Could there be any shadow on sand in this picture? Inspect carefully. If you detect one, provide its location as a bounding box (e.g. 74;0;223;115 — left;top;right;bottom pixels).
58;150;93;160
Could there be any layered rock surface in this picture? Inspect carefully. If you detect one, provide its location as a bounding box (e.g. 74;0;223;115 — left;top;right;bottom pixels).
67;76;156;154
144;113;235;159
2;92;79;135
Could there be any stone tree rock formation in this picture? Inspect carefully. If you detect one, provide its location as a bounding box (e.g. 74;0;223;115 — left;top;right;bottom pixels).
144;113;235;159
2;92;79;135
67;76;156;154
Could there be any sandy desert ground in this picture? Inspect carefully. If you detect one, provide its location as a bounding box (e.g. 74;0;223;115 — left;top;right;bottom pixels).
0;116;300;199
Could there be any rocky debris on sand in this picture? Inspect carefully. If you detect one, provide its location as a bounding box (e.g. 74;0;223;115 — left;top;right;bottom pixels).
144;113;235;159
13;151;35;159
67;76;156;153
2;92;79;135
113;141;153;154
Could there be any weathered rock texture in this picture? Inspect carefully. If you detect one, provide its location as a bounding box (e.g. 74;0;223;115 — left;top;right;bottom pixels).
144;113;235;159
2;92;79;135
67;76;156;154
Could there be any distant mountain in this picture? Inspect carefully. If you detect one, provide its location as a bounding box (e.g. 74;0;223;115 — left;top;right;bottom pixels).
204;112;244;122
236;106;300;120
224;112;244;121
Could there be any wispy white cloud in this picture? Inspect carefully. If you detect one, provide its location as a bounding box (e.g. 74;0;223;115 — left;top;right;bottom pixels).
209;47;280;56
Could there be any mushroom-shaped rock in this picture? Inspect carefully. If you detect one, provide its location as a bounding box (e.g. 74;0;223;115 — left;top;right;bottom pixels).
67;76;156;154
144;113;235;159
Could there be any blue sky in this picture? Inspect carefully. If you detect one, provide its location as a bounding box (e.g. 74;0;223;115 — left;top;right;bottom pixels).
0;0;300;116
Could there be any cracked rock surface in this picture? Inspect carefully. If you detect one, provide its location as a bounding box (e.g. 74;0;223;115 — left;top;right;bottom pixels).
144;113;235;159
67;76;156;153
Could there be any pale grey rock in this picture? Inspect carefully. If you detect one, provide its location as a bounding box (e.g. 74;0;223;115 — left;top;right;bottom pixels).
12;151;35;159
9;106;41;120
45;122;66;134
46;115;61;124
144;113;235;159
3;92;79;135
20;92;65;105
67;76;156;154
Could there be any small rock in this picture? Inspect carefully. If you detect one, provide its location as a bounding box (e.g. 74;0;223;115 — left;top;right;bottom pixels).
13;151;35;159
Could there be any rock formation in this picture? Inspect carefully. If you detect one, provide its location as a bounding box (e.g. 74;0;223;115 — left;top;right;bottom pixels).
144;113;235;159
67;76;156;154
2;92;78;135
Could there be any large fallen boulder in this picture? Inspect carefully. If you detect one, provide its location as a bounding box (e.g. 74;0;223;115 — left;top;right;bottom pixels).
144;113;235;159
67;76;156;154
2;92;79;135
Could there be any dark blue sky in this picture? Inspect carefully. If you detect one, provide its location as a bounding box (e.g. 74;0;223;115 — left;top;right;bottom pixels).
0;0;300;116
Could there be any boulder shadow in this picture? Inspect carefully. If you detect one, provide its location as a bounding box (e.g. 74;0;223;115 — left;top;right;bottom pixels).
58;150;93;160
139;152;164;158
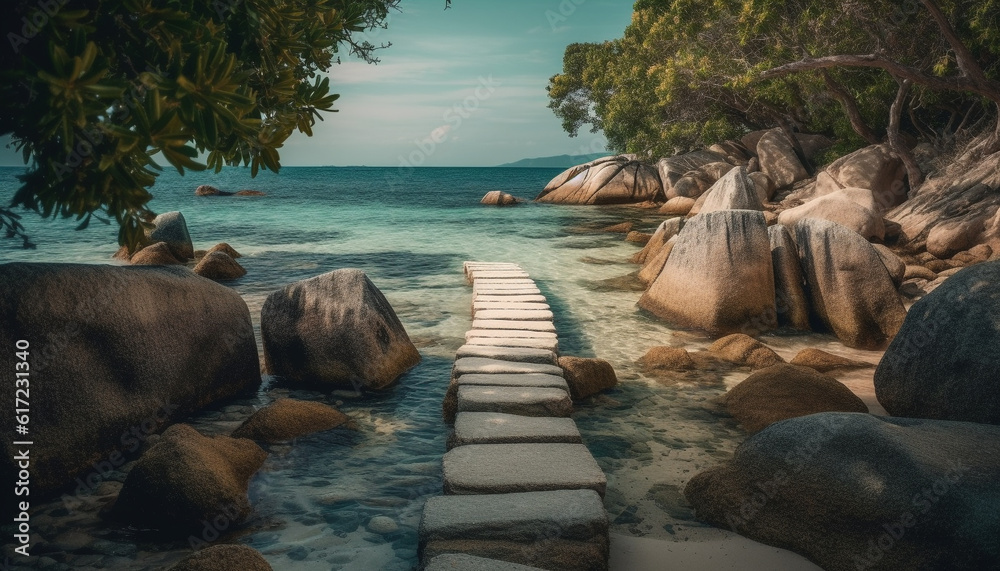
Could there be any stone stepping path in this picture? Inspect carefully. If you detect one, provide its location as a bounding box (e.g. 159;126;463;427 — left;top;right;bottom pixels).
420;262;608;571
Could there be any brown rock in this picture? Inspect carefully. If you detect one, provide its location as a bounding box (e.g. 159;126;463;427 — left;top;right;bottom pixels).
625;230;653;244
903;266;937;281
757;129;809;188
535;156;666;204
725;364;868;432
559;357;618;400
129;242;184;266
111;424;267;531
639;347;695;373
168;545;273;571
659;196;695;216
791;347;875;373
708;333;785;369
795;218;906;350
232;399;350;443
767;224;810;331
206;242;243;260
194;252;247;281
639;210;777;335
601;222;633;234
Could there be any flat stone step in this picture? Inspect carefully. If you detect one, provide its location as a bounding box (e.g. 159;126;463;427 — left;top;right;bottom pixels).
473;294;546;303
472;319;556;333
424;553;543;571
465;329;558;339
465;337;559;353
476;278;535;287
448;412;583;449
419;490;608;544
455;344;557;365
455;385;573;417
475;309;555;321
455;373;569;392
472;299;552;311
442;444;607;498
452;357;563;377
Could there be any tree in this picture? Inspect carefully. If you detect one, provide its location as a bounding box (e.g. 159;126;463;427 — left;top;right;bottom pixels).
549;0;1000;175
0;0;436;248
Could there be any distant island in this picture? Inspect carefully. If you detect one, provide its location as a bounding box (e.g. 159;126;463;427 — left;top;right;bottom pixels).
498;152;613;168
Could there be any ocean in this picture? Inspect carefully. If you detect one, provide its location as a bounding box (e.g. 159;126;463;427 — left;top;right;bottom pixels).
0;167;860;570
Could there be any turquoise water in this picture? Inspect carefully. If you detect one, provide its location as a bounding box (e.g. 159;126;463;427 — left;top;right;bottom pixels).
0;167;860;570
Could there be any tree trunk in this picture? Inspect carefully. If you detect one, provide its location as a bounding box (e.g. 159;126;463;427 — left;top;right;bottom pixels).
888;78;924;191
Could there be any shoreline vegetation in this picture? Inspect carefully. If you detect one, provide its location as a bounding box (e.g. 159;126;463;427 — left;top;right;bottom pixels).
0;0;1000;571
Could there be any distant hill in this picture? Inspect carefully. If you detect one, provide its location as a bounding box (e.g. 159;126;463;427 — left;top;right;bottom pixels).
499;153;612;169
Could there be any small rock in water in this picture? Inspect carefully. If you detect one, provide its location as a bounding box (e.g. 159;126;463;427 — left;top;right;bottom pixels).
368;515;399;535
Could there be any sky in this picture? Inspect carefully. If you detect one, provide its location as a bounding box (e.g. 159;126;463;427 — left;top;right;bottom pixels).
0;0;633;166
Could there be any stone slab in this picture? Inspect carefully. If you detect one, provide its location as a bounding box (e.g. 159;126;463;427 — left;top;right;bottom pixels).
419;490;608;544
455;344;557;365
465;337;559;353
424;553;543;571
442;442;607;496
448;412;583;449
473;294;546;303
465;328;558;339
455;373;569;392
455;385;573;417
472;319;556;333
452;357;563;377
476;309;555;321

========

**AIM OF THE EXERCISE**
Please give every line of all the items above as a Markdown table with two columns, Row for the row number and Line for the line itself, leaving out blank lines. Leave the pictures out of the answer.

**OUTPUT OF THE TASK**
| Row | Line |
|---|---|
| 1 | Could there be any shadow on sand in this picture? Inspect carefully. If you detect one, provide its location as a bounding box (e.g. 74;0;223;115 — left;top;right;bottom pixels). |
| 2 | 58;150;93;160 |
| 3 | Could there be any layered rock surface in this picture? Inspect carefully. If you detect one, provide its location as a bounding box (e.g. 74;0;223;115 — left;top;right;bottom pixels). |
| 4 | 67;76;156;154 |
| 5 | 144;113;235;159 |
| 6 | 2;92;79;135 |
| 7 | Could there be any stone tree rock formation in this picture? Inspect carefully. If you detect one, provide its location as a bounding box (e.g. 74;0;223;115 — left;top;right;bottom pixels). |
| 8 | 144;113;235;159 |
| 9 | 2;92;79;135 |
| 10 | 67;76;156;154 |
| 11 | Could there be any sandy desert ground in this picture? Inspect carefully. If you detect one, provide its location as a bounding box (e.g. 74;0;223;115 — left;top;right;bottom pixels). |
| 12 | 0;116;300;199 |
| 13 | Could there be any rocky debris on sand in this picture? Inspect carefully. If you detect one, provide its location as a bounding box (e.g. 74;0;223;115 — left;top;right;bottom pixels). |
| 14 | 144;113;235;159 |
| 15 | 13;151;35;159 |
| 16 | 67;76;156;153 |
| 17 | 2;92;79;135 |
| 18 | 113;141;153;154 |
| 19 | Could there be any weathered rock texture in this picture? Inspect carefully. If you detect one, provide its location as a bounding box (e.g. 74;0;223;115 — left;top;right;bottom pixels). |
| 20 | 144;113;235;159 |
| 21 | 2;92;79;135 |
| 22 | 67;76;156;154 |
| 23 | Could there be any distant mountain in this picture? Inspect carefully. If you detect one, provide its location as a bounding box (e.g. 74;0;223;115 — left;top;right;bottom pixels). |
| 24 | 204;112;244;122 |
| 25 | 236;106;300;120 |
| 26 | 224;112;244;121 |
| 27 | Could there be any wispy white cloud in this picture? Inspect carefully. If you detect one, provide its location as a bounding box (e.g. 74;0;223;115 — left;top;right;bottom pixels). |
| 28 | 209;47;280;56 |
| 29 | Could there be any mushroom-shaped rock in this picture? Inspect carefully. If you detect one, provide its location as a bounding box (e.g. 74;0;223;115 — left;top;right;bottom pixels). |
| 30 | 67;76;156;154 |
| 31 | 144;113;235;159 |
| 32 | Could there be any blue sky in this picture? Inspect carefully. If you detect one, provide its location as a bounding box (e.g. 74;0;223;115 — left;top;right;bottom pixels). |
| 33 | 0;0;300;116 |
| 34 | Could there be any cracked rock surface in this picture? Inspect carefully. If you detect one, provide its location as a bounding box (e.g. 74;0;223;115 — left;top;right;bottom pixels). |
| 35 | 144;113;235;159 |
| 36 | 67;76;156;153 |
| 37 | Could there be any pale grey rock in this picture? Inspect carefully. If you detect one, provide its location as a bounding box (e.g. 74;0;223;115 — left;top;right;bottom pixels). |
| 38 | 12;151;35;159 |
| 39 | 9;106;41;120 |
| 40 | 45;122;66;134 |
| 41 | 46;115;61;124 |
| 42 | 144;113;235;159 |
| 43 | 3;92;79;135 |
| 44 | 20;92;65;105 |
| 45 | 67;76;156;154 |
| 46 | Could there be any small rock in this picture? Inspect carefully. If you detect one, provide its location as a bounding box (e.g. 74;0;223;115 — left;top;right;bottom pixels). |
| 47 | 13;151;35;159 |
| 48 | Could there be any rock formation in this picture? Inspect carefully. If you detect one, provide its location as a bounding box (e.g. 74;0;223;115 — left;top;right;bottom pixels). |
| 49 | 144;113;235;159 |
| 50 | 67;76;156;154 |
| 51 | 2;92;78;135 |
| 52 | Could there be any large fallen boulder in this picture? Inspect carefully. If you detect one, provide its location as a bounding box (e.g. 74;0;223;115 — left;top;right;bottom pixels). |
| 53 | 144;113;235;159 |
| 54 | 67;76;156;154 |
| 55 | 2;92;79;135 |
| 56 | Could there be any dark blue sky in this picture? Inspect carefully. If you detect one, provide its location as a bounding box (e.g. 74;0;223;115 — left;top;right;bottom pixels). |
| 57 | 0;0;300;116 |
| 58 | Could there be any boulder shadow in this picture? Inspect carefully. If you detect one, provide its location as a bounding box (e.g. 74;0;223;115 — left;top;right;bottom pixels). |
| 59 | 58;150;93;160 |
| 60 | 139;152;164;158 |
| 61 | Could there be any stone stepping path in this picture? Inspect carefully. If you detect one, provide its location as a bounding box (e.g. 159;126;463;427 — left;top;right;bottom pixels). |
| 62 | 420;262;608;571 |
| 63 | Could there be any brown rock in this picture? Inspect carefully. If you detect one, provide its location as a bounding box (e.g. 159;126;463;427 — left;top;right;bottom pixels). |
| 64 | 625;230;653;244 |
| 65 | 903;266;937;281 |
| 66 | 757;129;809;188 |
| 67 | 535;156;666;204 |
| 68 | 725;364;868;432 |
| 69 | 559;357;618;400 |
| 70 | 129;242;184;266 |
| 71 | 111;424;267;531 |
| 72 | 639;347;695;373 |
| 73 | 168;545;273;571 |
| 74 | 659;196;695;216 |
| 75 | 791;347;875;373 |
| 76 | 708;333;785;369 |
| 77 | 795;218;906;350 |
| 78 | 232;399;350;443 |
| 79 | 767;224;810;331 |
| 80 | 206;242;243;260 |
| 81 | 194;252;247;281 |
| 82 | 639;210;777;335 |
| 83 | 601;222;633;234 |
| 84 | Could there be any flat stone step in this picture? Inspect carefully. If you detect one, provide its location as a bounding box (e.g. 159;126;463;427 — left;top;right;bottom pixels). |
| 85 | 473;294;546;303 |
| 86 | 472;319;556;333 |
| 87 | 424;553;543;571 |
| 88 | 465;329;558;339 |
| 89 | 465;337;559;353 |
| 90 | 476;278;535;287 |
| 91 | 448;412;583;449 |
| 92 | 419;490;608;544 |
| 93 | 455;344;557;365 |
| 94 | 455;385;573;417 |
| 95 | 475;309;555;321 |
| 96 | 455;373;569;392 |
| 97 | 472;299;552;311 |
| 98 | 442;444;607;498 |
| 99 | 452;357;563;377 |
| 100 | Could there be any tree in this picture? Inspect carefully. If you detect one, provide its location as a bounding box (e.g. 159;126;463;427 — left;top;right;bottom pixels). |
| 101 | 549;0;1000;175 |
| 102 | 0;0;436;248 |
| 103 | Could there be any distant island in this picture? Inspect carefully. If you detect one, provide its location as a bounding box (e.g. 159;126;463;427 — left;top;right;bottom pixels). |
| 104 | 498;152;613;168 |
| 105 | Could there be any ocean in this picture? Inspect carefully. If you detect one, provide its location as a bounding box (e.g. 159;126;463;427 — left;top;right;bottom pixels). |
| 106 | 0;167;860;570 |
| 107 | Could there be any turquoise water in this picture? Inspect carefully. If you detect one, provide its location as a bounding box (e.g. 159;126;463;427 — left;top;right;bottom pixels). |
| 108 | 0;167;860;570 |
| 109 | Could there be any tree trunk in this picture? Inspect carefully. If you detect one, provide its location as a bounding box (e.g. 159;126;463;427 — left;top;right;bottom pixels). |
| 110 | 888;78;924;191 |
| 111 | Could there be any shoreline vegetation in this picture? Inspect carefully. If you detect one, provide its location as a bounding box (e.g. 159;126;463;427 — left;top;right;bottom pixels). |
| 112 | 0;0;1000;571 |
| 113 | Could there be any distant hill in this picture? Inspect carefully. If you detect one, provide its location as a bounding box (e.g. 159;126;463;427 — left;top;right;bottom pixels). |
| 114 | 499;153;612;169 |
| 115 | Could there be any small rock in water in this picture? Inspect carefully. If you detect one, provide its location as a bounding box (e.g. 159;126;463;427 — left;top;right;bottom pixels). |
| 116 | 368;515;399;535 |
| 117 | Could there be any sky in this picture? Inspect carefully. If you detect one, provide its location as a bounding box (e.g. 159;126;463;427 — left;top;right;bottom pixels). |
| 118 | 0;0;633;166 |
| 119 | Could there be any stone slab in this picture? Inspect carefully. If you detect one, provide its location as a bounding box (e.g. 159;126;463;427 — left;top;right;bottom pixels). |
| 120 | 419;490;608;544 |
| 121 | 455;344;557;365 |
| 122 | 465;337;559;353 |
| 123 | 424;553;543;571 |
| 124 | 442;442;607;496 |
| 125 | 448;412;583;449 |
| 126 | 473;294;546;303 |
| 127 | 465;328;558;339 |
| 128 | 455;373;569;392 |
| 129 | 455;385;573;417 |
| 130 | 472;319;556;333 |
| 131 | 452;357;563;377 |
| 132 | 476;309;555;321 |